**Extracted text**

+ + +

Bill,
If you need only the frequency, least-squares doesn't help a lot; all
you need are the first and last points during the measurement interval.
The NIST LOCKCLOCK and nptd FLL disciplines compute the frequency
directly and exponentially average successive intervals. The NTP
discipline is in fact a hybrid PLL/FLL where the PLL dominates below the
Allan intercept and FLL above it and also when started without a
frequency file. The trick is to separate the phase component from the
frequency component, which requires some delicate computations. This
allows the frequency to be accurately computed as above, yet allows a
phase correction during the measurement interval.
Dave
Unruh wrote:
> David Woolley <[EMAIL PROTECTED]> writes:
>
>
>>Unruh wrote:
>
>
>>>I do not understand this. You seem to be measuring the offsets, not the
>>>frequencies. The offset is irrelevant. What you want to do is to measure
>
>
>>Measuring phase error to control frequency is pretty much THE standard
>>way of doing it in modern electronics. It's called a phase locked loop
>
>
> Sure. In the case of ntp you want to have zero phase error. ntp reduces the
> phase error slowly by changing the frequency. This has the advantage that
> the frequency error also gets reduced (slowly). He wants to reduce the
> frequency error only. He does not give a damn about the phase error
> apparently. Thus you do NOT want to reduce the frequecy error by attacking
> the phase error. That is a slow way of doing it. You want to estimate the
> frequency error directly. Now in his case he is doing so by measuring the
> phase, so you need at least two phase measurements to estimate the
> frequency error. But you do NOT want to reduce the frequency error by
> reducing the phase error-- far too slow.
>
> One way of reducing the frequency error is to use the ntp procedure but
> applied to the frequency. But you must feed in an estimate of the frequecy
> error. Anothr way is the chrony technique. -- collect phase points, do a
> least squares fit to find the frequency, and then use that information to
> drive the frequecy to zero. To reuse past data, also correct the prior
> phase measurements by the change in frequency.
> (t_{i-j}-=(t_{i}-t_{i-j}) df
>
>
>>(PLL) and it is getting difficult to find any piece of electrnics that
>>doesn't include one these days. E.g. the typical digitally tuned radio
>
>
> A PLL is a dirt simply thing to impliment electronically. A few resistors
> and capacitors. It however is a very simply Markovian process. There is far
> more information in the data than that, and digititally it is easy to
> impliment far more complex feedback loops than that.

+ + +

**Problem set**
A – Condense the paragraph of the clock-discipline email that begins "If you need only the frequency" into a shorter version that keeps its main facts.
B – In the clock-discipline email, which two disciplines are said to compute the frequency directly and exponentially average successive intervals?
C – Copy the clock-discipline email from "The NIST LOCKCLOCK" up to and including "correction during the measurement interval.".
The rows that come after the clock-discipline email have no connection to it.

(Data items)
+ + +

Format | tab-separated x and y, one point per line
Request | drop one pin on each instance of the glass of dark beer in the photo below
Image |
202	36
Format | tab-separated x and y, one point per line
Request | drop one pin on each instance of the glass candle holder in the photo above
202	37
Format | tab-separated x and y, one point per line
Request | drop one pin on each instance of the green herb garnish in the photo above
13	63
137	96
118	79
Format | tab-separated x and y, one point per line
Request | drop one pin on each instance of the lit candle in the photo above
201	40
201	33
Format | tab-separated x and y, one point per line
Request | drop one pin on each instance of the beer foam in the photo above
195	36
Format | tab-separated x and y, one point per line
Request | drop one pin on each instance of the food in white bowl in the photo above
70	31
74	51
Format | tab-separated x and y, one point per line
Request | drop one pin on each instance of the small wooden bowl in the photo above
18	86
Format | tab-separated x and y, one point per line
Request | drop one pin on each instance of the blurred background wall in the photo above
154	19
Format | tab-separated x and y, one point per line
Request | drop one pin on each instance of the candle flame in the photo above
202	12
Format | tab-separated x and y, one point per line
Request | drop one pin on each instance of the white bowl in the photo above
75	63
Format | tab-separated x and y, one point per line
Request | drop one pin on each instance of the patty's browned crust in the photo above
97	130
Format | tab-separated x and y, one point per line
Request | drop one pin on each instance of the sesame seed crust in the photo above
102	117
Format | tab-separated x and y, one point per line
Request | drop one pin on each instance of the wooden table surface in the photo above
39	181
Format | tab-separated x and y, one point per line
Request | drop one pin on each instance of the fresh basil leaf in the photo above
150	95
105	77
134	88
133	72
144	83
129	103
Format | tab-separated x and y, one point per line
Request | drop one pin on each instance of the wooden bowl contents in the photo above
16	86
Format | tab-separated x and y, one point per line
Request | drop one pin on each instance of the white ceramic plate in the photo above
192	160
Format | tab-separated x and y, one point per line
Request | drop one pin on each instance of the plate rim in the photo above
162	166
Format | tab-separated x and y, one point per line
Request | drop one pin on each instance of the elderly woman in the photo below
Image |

+ + +

**Task-by-task answers**
A – When only frequency is needed, least-squares adds little, since the first and last points of the measurement interval suffice. The NIST LOCKCLOCK and nptd FLL disciplines compute frequency directly and exponentially average successive intervals. NTP uses a hybrid PLL/FLL discipline. The PLL dominates below the Allan intercept. The FLL dominates above it and also when the discipline is started without a frequency file. Separating the phase component from the frequency component takes delicate computations. It allows accurate frequency computation while still permitting phase correction during the measurement interval.

B – The NIST LOCKCLOCK and nptd FLL disciplines.

C –
The NIST LOCKCLOCK and nptd FLL disciplines compute the frequency
directly and exponentially average successive intervals. The NTP
discipline is in fact a hybrid PLL/FLL where the PLL dominates below the
Allan intercept and FLL above it and also when started without a
frequency file. The trick is to separate the phase component from the
frequency component, which requires some delicate computations. This
allows the frequency to be accurately computed as above, yet allows a
phase correction during the measurement interval.